### DATA SHOWN ###
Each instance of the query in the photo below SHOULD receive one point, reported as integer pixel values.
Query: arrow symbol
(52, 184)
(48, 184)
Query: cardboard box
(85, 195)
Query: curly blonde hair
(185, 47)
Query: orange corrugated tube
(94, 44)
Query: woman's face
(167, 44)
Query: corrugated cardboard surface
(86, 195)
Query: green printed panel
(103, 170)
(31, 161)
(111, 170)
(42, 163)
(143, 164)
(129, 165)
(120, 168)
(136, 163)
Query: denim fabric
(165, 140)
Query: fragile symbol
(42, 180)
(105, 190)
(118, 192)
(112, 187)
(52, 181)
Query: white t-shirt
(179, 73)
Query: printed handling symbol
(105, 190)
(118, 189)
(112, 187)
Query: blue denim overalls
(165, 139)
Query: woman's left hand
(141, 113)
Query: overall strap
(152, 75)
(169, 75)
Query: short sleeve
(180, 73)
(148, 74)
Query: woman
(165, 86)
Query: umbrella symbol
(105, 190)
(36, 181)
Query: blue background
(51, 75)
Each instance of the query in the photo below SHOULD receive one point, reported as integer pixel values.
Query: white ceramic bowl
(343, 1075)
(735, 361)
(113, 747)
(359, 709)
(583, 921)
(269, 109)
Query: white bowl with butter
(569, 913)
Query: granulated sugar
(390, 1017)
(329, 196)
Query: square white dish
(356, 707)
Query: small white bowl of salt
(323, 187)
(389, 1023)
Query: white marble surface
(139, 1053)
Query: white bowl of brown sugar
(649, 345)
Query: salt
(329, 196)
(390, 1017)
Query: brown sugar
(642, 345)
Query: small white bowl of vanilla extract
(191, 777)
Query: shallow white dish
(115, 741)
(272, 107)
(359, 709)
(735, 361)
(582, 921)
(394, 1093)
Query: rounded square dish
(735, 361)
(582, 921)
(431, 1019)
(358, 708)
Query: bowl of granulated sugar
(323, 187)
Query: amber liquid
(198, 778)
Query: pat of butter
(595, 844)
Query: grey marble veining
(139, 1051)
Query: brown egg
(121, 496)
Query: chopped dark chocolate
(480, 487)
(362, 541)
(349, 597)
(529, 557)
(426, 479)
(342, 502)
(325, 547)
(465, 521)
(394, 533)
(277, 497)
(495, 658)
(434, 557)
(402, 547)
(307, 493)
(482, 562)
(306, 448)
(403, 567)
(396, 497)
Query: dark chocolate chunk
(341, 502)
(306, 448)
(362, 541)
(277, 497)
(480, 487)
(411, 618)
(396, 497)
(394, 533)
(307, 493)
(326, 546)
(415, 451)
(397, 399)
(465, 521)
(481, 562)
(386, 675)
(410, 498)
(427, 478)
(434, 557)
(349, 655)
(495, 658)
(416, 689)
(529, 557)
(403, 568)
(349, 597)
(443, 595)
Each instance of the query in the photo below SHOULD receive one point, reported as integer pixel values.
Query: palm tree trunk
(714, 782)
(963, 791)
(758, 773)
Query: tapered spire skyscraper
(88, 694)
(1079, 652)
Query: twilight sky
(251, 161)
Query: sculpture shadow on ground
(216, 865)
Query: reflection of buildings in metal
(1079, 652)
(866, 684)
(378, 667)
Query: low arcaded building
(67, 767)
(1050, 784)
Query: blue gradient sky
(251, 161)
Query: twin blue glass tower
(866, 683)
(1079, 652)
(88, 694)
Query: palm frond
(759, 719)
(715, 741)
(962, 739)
###
§ INSTRUCTION
Print all of the lines above again, character for character and without any changes.

§ WORKED SOLUTION
Each instance of the query in the photo below SHOULD receive one point, reported as integer pixel values.
Query: arrow symbol
(52, 184)
(48, 184)
Query: cardboard box
(85, 195)
Query: curly blonde hair
(185, 47)
Query: orange corrugated tube
(94, 44)
Query: woman's face
(167, 44)
Query: corrugated cardboard surface
(86, 195)
Query: green printed panel
(103, 170)
(31, 161)
(111, 170)
(42, 163)
(143, 164)
(129, 165)
(120, 168)
(136, 163)
Query: denim fabric
(165, 140)
Query: fragile symbol
(42, 180)
(105, 190)
(118, 192)
(112, 187)
(52, 181)
Query: white t-shirt
(179, 73)
Query: printed handling symbol
(105, 190)
(118, 189)
(112, 187)
Query: blue denim overalls
(165, 139)
Query: woman's left hand
(141, 113)
Query: overall strap
(152, 75)
(169, 75)
Query: short sleeve
(180, 73)
(148, 74)
Query: woman
(165, 86)
Query: umbrella symbol
(105, 190)
(36, 181)
Query: blue background
(51, 75)
Each instance of the query in the photo below SHOULD receive one point, reported as integer pixel values.
Query: white ceramic bowl
(343, 1075)
(735, 361)
(113, 747)
(359, 709)
(583, 921)
(269, 109)
Query: white bowl with butter
(569, 913)
Query: granulated sugar
(390, 1017)
(329, 196)
Query: square white dish
(356, 707)
Query: small white bowl of salt
(323, 187)
(389, 1023)
Query: white marble surface
(139, 1053)
Query: white bowl of brown sugar
(649, 345)
Query: salt
(329, 196)
(390, 1017)
Query: brown sugar
(642, 345)
Query: small white bowl of vanilla extract
(191, 777)
Query: shallow white dish
(115, 741)
(272, 107)
(359, 709)
(735, 361)
(582, 921)
(394, 1093)
Query: rounded square dish
(735, 361)
(582, 921)
(431, 1019)
(358, 708)
Query: bowl of granulated sugar
(323, 187)
Query: amber liquid
(198, 778)
Query: pat of butter
(595, 844)
Query: grey marble veining
(139, 1051)
Query: brown egg
(121, 496)
Query: chopped dark chocolate
(480, 487)
(362, 541)
(349, 597)
(529, 557)
(426, 479)
(342, 502)
(325, 547)
(465, 521)
(394, 533)
(277, 497)
(495, 658)
(434, 557)
(402, 547)
(307, 493)
(482, 562)
(306, 448)
(403, 567)
(396, 497)
Query: dark chocolate chunk
(341, 502)
(306, 448)
(362, 541)
(277, 497)
(480, 487)
(411, 618)
(396, 497)
(394, 533)
(307, 493)
(326, 546)
(415, 451)
(397, 399)
(465, 521)
(481, 562)
(386, 675)
(410, 498)
(427, 478)
(434, 557)
(349, 655)
(495, 658)
(416, 689)
(529, 557)
(403, 568)
(349, 597)
(443, 595)
Each instance of the query in the photo below SHOULD receive one point, reported as integer pixel values.
Query: palm tree trunk
(714, 782)
(963, 791)
(758, 773)
Query: tapered spire skyscraper
(88, 694)
(1079, 652)
Query: twilight sky
(251, 161)
Query: sculpture shadow on ground
(216, 865)
Query: reflection of buildings in metal
(1079, 652)
(866, 684)
(378, 667)
Query: low arcaded building
(67, 767)
(1050, 784)
Query: blue gradient sky
(251, 161)
Query: twin blue glass tower
(866, 683)
(1079, 652)
(88, 694)
Query: palm frond
(759, 719)
(715, 741)
(962, 739)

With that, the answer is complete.